• [Prompt] Search the listing for "below" and copy every line where it appears.

• [Data]
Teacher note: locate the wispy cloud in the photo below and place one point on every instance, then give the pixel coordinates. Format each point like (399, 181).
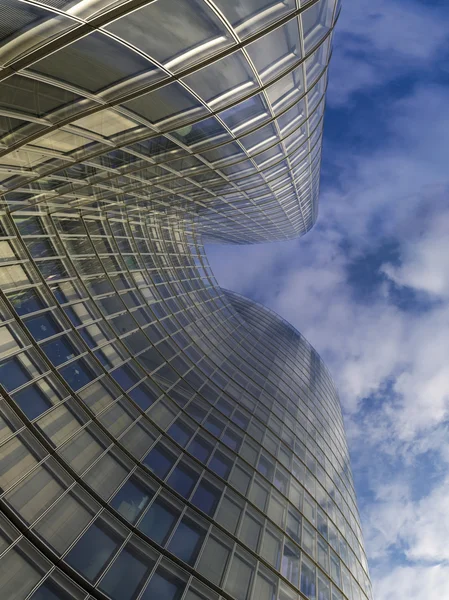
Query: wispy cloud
(369, 286)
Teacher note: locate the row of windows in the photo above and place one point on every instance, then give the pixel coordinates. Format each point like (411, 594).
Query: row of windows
(51, 330)
(176, 109)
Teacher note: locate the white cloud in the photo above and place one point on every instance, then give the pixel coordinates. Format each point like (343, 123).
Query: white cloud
(390, 364)
(378, 41)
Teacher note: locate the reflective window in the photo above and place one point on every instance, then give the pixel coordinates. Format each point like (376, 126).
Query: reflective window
(160, 460)
(183, 479)
(206, 497)
(221, 464)
(159, 520)
(131, 500)
(93, 63)
(77, 374)
(26, 301)
(93, 551)
(164, 584)
(187, 540)
(127, 574)
(32, 401)
(177, 33)
(42, 326)
(200, 448)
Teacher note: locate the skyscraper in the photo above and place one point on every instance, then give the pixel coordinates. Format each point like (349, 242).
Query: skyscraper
(161, 438)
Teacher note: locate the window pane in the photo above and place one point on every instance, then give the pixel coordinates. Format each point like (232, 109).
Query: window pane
(213, 560)
(164, 585)
(93, 551)
(93, 63)
(183, 480)
(187, 541)
(159, 521)
(32, 401)
(26, 301)
(17, 576)
(206, 497)
(126, 575)
(239, 578)
(308, 584)
(131, 500)
(200, 448)
(160, 460)
(221, 464)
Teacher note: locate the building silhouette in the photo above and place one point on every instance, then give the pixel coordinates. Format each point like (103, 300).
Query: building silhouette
(162, 438)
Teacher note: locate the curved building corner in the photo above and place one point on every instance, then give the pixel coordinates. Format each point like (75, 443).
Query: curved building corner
(161, 438)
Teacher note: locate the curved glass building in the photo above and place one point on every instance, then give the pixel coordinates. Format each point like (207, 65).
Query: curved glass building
(162, 438)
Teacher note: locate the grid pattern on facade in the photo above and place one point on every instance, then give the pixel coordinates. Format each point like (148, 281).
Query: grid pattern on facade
(214, 108)
(161, 438)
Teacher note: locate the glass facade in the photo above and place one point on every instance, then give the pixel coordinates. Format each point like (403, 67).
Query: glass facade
(162, 438)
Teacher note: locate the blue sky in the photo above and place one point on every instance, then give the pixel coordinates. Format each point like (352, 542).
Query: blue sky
(369, 285)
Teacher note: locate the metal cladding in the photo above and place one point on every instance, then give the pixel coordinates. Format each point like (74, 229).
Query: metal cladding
(161, 438)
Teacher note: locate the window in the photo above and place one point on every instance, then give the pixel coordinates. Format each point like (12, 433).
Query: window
(127, 574)
(239, 578)
(60, 350)
(160, 460)
(183, 479)
(18, 575)
(32, 401)
(159, 521)
(229, 513)
(43, 326)
(13, 374)
(290, 563)
(250, 531)
(294, 525)
(214, 559)
(164, 585)
(144, 396)
(93, 551)
(206, 497)
(187, 540)
(200, 448)
(221, 464)
(308, 574)
(180, 432)
(77, 374)
(26, 301)
(131, 500)
(93, 63)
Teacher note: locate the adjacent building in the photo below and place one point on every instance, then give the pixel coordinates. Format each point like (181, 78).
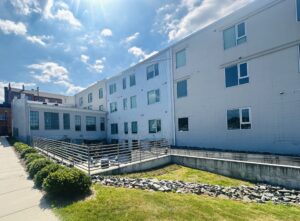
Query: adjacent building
(234, 84)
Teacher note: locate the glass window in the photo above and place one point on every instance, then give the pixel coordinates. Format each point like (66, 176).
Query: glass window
(66, 118)
(34, 120)
(90, 123)
(233, 119)
(114, 128)
(125, 127)
(124, 103)
(77, 123)
(182, 88)
(298, 10)
(180, 58)
(133, 102)
(90, 97)
(236, 75)
(100, 93)
(112, 88)
(152, 71)
(153, 96)
(132, 80)
(134, 128)
(124, 83)
(51, 121)
(113, 107)
(183, 124)
(154, 126)
(239, 119)
(102, 124)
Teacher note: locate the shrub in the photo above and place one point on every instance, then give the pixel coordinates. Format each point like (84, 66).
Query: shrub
(67, 182)
(43, 173)
(31, 157)
(36, 165)
(27, 151)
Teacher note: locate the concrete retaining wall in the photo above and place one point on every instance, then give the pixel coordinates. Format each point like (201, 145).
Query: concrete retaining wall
(282, 175)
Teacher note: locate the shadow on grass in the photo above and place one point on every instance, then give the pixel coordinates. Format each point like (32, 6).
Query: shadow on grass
(49, 201)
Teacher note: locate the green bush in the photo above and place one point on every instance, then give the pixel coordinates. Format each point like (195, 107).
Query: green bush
(36, 165)
(67, 182)
(31, 157)
(27, 151)
(43, 173)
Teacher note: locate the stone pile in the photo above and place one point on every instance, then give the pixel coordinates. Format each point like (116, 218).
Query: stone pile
(259, 193)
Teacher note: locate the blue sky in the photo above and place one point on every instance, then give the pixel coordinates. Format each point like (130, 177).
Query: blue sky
(63, 46)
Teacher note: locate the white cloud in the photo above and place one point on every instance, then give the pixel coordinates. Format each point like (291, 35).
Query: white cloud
(132, 38)
(181, 20)
(50, 72)
(13, 84)
(26, 7)
(106, 32)
(10, 27)
(62, 13)
(139, 53)
(84, 58)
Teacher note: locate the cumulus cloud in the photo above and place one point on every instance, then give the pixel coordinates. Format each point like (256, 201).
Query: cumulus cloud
(177, 21)
(139, 53)
(106, 32)
(51, 72)
(13, 84)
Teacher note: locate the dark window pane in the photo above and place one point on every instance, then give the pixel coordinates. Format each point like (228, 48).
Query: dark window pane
(231, 76)
(233, 119)
(183, 124)
(182, 88)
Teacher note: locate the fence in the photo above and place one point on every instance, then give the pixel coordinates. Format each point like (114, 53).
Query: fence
(98, 157)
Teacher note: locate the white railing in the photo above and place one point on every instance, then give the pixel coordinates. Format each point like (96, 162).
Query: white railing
(98, 157)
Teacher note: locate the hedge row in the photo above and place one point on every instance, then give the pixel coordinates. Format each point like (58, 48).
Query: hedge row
(55, 179)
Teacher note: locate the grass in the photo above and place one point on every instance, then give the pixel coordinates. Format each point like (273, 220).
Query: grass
(109, 203)
(176, 172)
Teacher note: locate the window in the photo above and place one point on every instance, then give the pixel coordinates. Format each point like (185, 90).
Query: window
(112, 88)
(90, 123)
(152, 71)
(124, 83)
(183, 124)
(180, 58)
(134, 128)
(153, 96)
(34, 120)
(113, 107)
(90, 97)
(154, 126)
(181, 88)
(125, 127)
(51, 121)
(100, 93)
(234, 35)
(133, 102)
(132, 80)
(298, 9)
(236, 75)
(114, 128)
(102, 124)
(238, 119)
(77, 123)
(124, 103)
(66, 118)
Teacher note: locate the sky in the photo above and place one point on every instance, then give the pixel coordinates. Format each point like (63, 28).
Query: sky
(63, 46)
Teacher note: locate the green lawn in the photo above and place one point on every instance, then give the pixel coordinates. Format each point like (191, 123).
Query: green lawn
(109, 203)
(176, 172)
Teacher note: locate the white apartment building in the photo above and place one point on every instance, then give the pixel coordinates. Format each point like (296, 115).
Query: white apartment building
(234, 85)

• [Answer area]
Teacher note: locate the wispy cloud in the photo below and place one point on every instance, then give the pixel coordinates. Format each point like (399, 181).
Teacher note: locate the adjacent building in the photo below and place one point on every instance, then give the pixel coordinates. Format each point like (181, 78).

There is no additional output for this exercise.